==== PAGE EXTRACT

JavaScript: Folding infinite streams (generator function)
Asked Answered
H

3

3

In Java it is possible to declare and fold infinite streams as so

List<Integer> collect = Stream.iterate(0, i -> i + 2)
    .map(i -> i * 3)
    .filter(i -> i % 2 == 0)
    .limit(10)
    .collect(Collectors.toList());

// -> [0, 6, 12, 18, 24]

In JavaScript I could use generator functions to yield and spread stream of values.

// Limit the value in generator
let generator = (function* () {
    for (let i=0; i<10; i++) {
        yield i
    }
})()

[ ...generator ]
    .map(i => i * 3)
    .filter(i => i % 2 === 0)

// -> [0, 6, 12, 18, 24]

But how could I stream and fold an infinite stream? I know I could iterate and limit the stream with for (n of generator) loop. But is it possible with fluent API such as Java example?

Hewes answered 17/1, 2019 at 17:56 Comment(0)
S
2

Here's an example -

// a terminating generator
const range = function* (from, to)
{ while (from < to)
    yield from++
}

// higher-order generator
const G =
  range(0, 100).filter(isEven).map(square)

for (const x of G)
  console.log(x)

// (0*0) (2*2) (4*4) (6*6) (8*8) ...
// 0 4 16 36 64 ...

We can make something like this possible by extending the generator prototype -

const Generator =
  Object.getPrototypeOf(function* () {})

Generator.prototype.map = function* (f, context)
{ for (const x of this)
    yield f.call(context, x)
}

Generator.prototype.filter = function* (f, context)
{ for (const x of this)
    if (f.call(context, x))
      yield x
}

Expand the snippet below to verify our progress in your browser -

const Generator =
  Object.getPrototypeOf(function* () {})

Generator.prototype.map = function* (f, context)
{ for (const x of this)
    yield f.call(context, x)
}

Generator.prototype.filter = function* (f, context)
{ for (const x of this)
    if (f.call(context, x))
      yield x
}

// example functions
const square = x =>
  x * x

const isEven = x =>
  (x & 1) === 0
  
// an terminating generator
const range = function* (from, to)
{ while (from < to)
    yield from++
}

// higher-order generator
for (const x of range(0, 100).filter(isEven).map(square))

========

*REQUIREMENT 1:*
Answer from the thread on infinite streams:
(a) What number is passed to limit in the Java code?
(b) Which loop does the asker say could iterate and limit the stream?
(c) What does the reply extend to make map and filter chainable on generators?
*REQUIREMENT 2:*
Revise the thread on infinite streams between "[ ...generator ]" and "at 17:56 Comment(0)", inclusive, putting "chainable API" in place of "fluent API".
The listing after this sentence is not needed for any task.

==== DATASET SECTION

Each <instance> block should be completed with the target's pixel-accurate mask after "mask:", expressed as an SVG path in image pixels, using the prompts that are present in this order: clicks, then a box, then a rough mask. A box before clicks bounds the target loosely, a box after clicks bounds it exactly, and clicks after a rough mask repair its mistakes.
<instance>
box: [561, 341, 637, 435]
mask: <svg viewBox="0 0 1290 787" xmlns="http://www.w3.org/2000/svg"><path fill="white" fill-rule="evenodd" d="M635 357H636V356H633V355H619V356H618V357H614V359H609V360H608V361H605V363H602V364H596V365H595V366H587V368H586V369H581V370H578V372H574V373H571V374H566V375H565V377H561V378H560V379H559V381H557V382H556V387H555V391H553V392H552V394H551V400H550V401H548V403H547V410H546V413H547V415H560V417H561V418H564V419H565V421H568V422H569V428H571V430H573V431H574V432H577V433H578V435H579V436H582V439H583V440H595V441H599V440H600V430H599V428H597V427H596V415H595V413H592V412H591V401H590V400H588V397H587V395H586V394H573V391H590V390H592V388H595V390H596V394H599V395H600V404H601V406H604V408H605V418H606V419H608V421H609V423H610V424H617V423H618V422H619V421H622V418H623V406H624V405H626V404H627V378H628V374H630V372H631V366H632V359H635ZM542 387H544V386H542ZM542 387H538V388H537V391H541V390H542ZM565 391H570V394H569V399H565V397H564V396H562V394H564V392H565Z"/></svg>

========

*ANSWER SPACE 1:*
(a) 10
(b) A for (n of generator) loop
(c) The generator prototype

*ANSWER SPACE 2:*
[ ...generator ]
    .map(i => i * 3)
    .filter(i => i % 2 === 0)

// -> [0, 6, 12, 18, 24]

But how could I stream and fold an infinite stream? I know I could iterate and limit the stream with for (n of generator) loop. But is it possible with chainable API such as Java example?

Hewes answered 17/1, 2019 at 17:56 Comment(0)